(Some records)
□ □ □ □ □

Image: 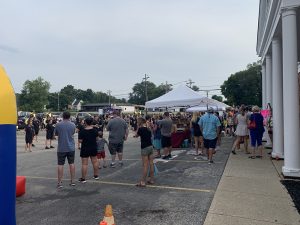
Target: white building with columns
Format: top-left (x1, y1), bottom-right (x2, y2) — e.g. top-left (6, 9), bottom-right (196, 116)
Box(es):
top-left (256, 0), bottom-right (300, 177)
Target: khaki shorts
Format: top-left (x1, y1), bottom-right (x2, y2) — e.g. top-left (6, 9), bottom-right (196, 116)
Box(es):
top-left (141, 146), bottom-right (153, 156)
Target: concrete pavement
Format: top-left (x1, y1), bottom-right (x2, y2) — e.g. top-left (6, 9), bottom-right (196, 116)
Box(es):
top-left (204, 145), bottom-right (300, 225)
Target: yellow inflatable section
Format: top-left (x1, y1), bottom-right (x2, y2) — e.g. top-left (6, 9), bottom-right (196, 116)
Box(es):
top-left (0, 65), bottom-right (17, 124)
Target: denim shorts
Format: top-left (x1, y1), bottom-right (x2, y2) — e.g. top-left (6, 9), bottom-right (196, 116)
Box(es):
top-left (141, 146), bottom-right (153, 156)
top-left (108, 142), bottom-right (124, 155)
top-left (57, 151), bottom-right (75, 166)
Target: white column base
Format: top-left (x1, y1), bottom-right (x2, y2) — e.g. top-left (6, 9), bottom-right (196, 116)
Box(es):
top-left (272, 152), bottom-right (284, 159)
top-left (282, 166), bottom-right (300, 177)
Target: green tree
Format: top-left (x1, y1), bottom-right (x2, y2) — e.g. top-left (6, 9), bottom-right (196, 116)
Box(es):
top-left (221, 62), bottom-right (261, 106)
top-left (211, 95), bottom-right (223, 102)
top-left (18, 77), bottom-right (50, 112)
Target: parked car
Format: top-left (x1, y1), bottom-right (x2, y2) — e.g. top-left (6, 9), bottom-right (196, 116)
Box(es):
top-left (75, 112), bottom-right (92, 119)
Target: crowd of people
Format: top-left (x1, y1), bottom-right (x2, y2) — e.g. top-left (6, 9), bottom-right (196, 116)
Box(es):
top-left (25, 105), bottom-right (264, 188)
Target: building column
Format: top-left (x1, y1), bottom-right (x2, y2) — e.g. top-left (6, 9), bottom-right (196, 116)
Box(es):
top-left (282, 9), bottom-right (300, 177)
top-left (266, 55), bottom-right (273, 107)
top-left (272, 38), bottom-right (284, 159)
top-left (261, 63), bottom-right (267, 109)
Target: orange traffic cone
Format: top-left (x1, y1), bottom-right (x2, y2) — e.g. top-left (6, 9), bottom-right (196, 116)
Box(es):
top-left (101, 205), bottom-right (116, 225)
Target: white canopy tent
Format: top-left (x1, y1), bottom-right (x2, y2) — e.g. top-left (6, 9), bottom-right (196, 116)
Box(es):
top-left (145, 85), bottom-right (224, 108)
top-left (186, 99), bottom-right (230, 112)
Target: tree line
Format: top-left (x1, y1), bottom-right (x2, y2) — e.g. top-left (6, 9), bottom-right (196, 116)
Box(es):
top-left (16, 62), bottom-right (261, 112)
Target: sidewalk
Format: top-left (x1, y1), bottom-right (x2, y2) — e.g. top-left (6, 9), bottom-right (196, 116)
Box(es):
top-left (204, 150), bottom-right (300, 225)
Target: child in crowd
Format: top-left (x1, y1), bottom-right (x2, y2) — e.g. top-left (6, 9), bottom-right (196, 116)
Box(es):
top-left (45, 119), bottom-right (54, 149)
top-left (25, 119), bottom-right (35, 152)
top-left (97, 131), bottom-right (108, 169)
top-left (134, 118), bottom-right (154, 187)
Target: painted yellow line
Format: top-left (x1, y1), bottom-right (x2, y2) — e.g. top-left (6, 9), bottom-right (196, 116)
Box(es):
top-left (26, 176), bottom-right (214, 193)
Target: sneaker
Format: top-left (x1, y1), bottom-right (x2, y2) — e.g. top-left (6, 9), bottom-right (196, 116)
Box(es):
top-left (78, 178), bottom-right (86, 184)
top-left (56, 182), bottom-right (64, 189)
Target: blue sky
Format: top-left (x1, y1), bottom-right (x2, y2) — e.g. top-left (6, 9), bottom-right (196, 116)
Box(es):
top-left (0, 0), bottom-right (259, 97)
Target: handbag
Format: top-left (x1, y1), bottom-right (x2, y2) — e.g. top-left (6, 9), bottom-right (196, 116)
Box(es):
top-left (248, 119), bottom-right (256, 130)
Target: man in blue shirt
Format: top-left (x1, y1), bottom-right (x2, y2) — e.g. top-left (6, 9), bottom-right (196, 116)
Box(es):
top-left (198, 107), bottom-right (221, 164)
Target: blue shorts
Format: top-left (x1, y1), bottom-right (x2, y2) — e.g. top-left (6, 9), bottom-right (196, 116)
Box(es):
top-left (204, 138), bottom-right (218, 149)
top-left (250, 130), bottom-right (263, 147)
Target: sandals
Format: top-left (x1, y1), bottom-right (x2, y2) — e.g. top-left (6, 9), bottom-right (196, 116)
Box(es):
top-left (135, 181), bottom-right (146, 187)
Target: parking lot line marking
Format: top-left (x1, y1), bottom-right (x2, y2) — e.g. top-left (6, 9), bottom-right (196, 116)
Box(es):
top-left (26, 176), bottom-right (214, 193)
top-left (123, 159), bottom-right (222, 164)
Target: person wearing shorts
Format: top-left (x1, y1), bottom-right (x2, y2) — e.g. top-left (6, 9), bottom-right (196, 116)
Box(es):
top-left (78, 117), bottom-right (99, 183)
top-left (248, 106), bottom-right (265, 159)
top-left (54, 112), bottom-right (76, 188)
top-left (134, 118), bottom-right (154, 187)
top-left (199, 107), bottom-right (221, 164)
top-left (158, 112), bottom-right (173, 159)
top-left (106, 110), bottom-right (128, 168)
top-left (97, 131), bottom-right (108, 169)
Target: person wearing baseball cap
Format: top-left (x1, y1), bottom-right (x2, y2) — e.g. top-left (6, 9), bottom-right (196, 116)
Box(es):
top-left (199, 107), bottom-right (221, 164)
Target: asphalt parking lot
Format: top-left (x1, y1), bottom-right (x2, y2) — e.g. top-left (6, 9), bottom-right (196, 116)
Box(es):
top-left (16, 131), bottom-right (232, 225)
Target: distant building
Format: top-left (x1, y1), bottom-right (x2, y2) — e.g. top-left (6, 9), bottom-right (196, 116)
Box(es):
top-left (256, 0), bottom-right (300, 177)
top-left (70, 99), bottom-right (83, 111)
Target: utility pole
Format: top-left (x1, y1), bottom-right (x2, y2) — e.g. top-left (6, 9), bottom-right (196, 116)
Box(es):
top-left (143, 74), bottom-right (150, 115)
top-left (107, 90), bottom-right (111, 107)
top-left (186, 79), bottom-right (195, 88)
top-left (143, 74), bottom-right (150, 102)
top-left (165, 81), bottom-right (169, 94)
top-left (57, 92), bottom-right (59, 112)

□ □ □ □ □

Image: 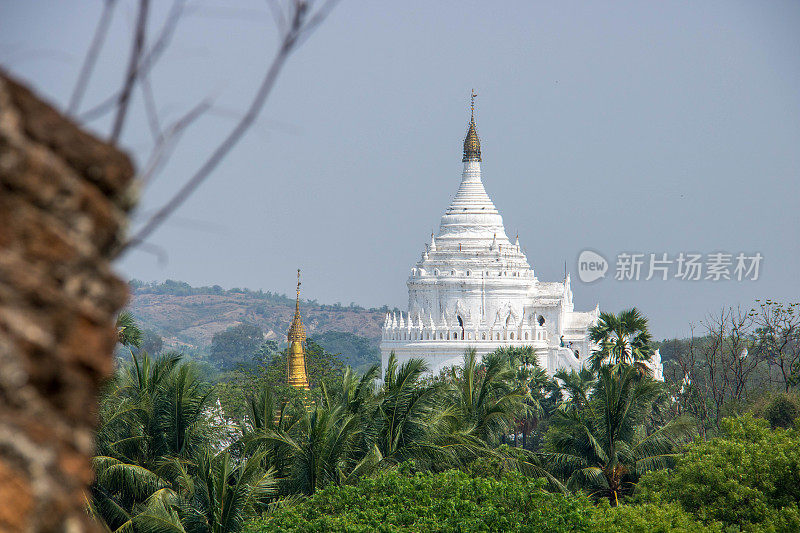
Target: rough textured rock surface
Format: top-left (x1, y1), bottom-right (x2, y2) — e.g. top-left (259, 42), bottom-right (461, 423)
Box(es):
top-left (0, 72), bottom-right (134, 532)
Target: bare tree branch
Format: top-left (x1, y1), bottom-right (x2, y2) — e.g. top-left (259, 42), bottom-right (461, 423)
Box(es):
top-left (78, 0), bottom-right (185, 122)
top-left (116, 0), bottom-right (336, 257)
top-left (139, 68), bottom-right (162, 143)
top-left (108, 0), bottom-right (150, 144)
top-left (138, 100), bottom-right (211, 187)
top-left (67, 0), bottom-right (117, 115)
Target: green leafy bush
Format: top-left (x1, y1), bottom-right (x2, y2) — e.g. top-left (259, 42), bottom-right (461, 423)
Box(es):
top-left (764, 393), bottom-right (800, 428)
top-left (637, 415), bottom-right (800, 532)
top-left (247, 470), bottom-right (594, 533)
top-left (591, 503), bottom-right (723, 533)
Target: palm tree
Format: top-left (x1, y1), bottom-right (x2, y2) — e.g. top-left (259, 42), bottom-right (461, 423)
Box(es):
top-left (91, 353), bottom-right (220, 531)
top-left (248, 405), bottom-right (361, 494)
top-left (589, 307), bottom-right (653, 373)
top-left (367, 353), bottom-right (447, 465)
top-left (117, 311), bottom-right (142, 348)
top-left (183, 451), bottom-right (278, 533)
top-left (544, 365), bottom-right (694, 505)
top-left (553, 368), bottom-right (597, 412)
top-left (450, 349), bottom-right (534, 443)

□ □ □ □ □

TASK REQUIREMENTS
Please pull out every line of the items that contains the string "green", matching case exactly.

THE REPLY
Target: green tree
Target: green leafy bush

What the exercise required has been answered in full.